Records excerpted from a collection
>> START

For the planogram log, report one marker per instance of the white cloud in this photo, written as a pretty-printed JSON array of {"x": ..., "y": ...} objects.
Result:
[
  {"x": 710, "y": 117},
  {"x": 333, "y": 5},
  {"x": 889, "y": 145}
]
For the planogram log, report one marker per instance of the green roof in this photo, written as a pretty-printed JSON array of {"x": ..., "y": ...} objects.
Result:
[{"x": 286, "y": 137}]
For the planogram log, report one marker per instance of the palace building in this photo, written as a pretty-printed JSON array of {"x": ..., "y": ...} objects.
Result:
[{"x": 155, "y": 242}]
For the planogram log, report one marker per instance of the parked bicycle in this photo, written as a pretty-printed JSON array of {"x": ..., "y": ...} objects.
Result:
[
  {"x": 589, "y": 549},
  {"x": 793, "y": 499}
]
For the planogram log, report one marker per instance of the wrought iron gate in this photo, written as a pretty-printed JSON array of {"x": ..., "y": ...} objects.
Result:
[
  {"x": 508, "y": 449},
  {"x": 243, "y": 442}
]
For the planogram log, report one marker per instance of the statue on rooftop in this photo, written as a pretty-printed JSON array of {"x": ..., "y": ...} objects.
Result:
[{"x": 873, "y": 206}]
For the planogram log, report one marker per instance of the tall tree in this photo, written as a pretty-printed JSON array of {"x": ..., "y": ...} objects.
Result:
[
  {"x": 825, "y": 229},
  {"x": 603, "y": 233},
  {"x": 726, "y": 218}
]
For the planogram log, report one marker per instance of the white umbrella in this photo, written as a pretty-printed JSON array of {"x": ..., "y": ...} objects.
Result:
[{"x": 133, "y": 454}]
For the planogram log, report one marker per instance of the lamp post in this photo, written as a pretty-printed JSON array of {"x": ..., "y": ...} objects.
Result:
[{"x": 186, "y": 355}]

>> END

▶ **WHAT IS EXPECTED**
Print every one of the records above again, word for word.

▶ **TASK RESPONSE**
For the planogram log, report one marker per instance of the white cloud in this photo, written as a pretty-printed JSON array of {"x": ..., "y": ...} objects.
Result:
[
  {"x": 710, "y": 117},
  {"x": 333, "y": 5},
  {"x": 889, "y": 145}
]
For the planogram log, report one marker per instance of the green roof in this photo, written as a pretty-printed JSON array of {"x": ..., "y": ...} objects.
Result:
[{"x": 286, "y": 137}]
For the planogram log, report one marker per instance of the palace building in this photo, written as a pretty-printed JSON array of {"x": ..., "y": ...} objects.
Result:
[{"x": 155, "y": 242}]
For the planogram log, report one marker per instance of the parked bicycle in this photo, written as a pretty-printed JSON array of {"x": ..., "y": ...} objects.
Result:
[
  {"x": 589, "y": 549},
  {"x": 793, "y": 499}
]
For the planogram log, report one marker per instance of the wrought iron gate in this photo, written as a pretty-printed JSON array of {"x": ..., "y": ...} objects.
Result:
[
  {"x": 508, "y": 449},
  {"x": 243, "y": 442}
]
For the planogram log, report one marker per instance of the statue on rooftop in this photo, written as a pretty-printed JSON array of {"x": ..., "y": ...} objects.
Result:
[{"x": 873, "y": 206}]
For the planogram log, report one marker per instance of the tall tree in this photo, written as a pretty-printed JSON array of {"x": ..., "y": ...} objects.
Result:
[
  {"x": 825, "y": 229},
  {"x": 603, "y": 233},
  {"x": 726, "y": 218}
]
For the planogram log, report one marker per instance of the white umbrella in this photo, written as a pretty-printed JSON array of {"x": ..., "y": ...} objects.
Result:
[{"x": 133, "y": 454}]
For the planogram log, report one marker per instance of the lamp post in this photo, written as a pretty-printed JSON array of {"x": ..., "y": ...} objects.
Result:
[{"x": 186, "y": 355}]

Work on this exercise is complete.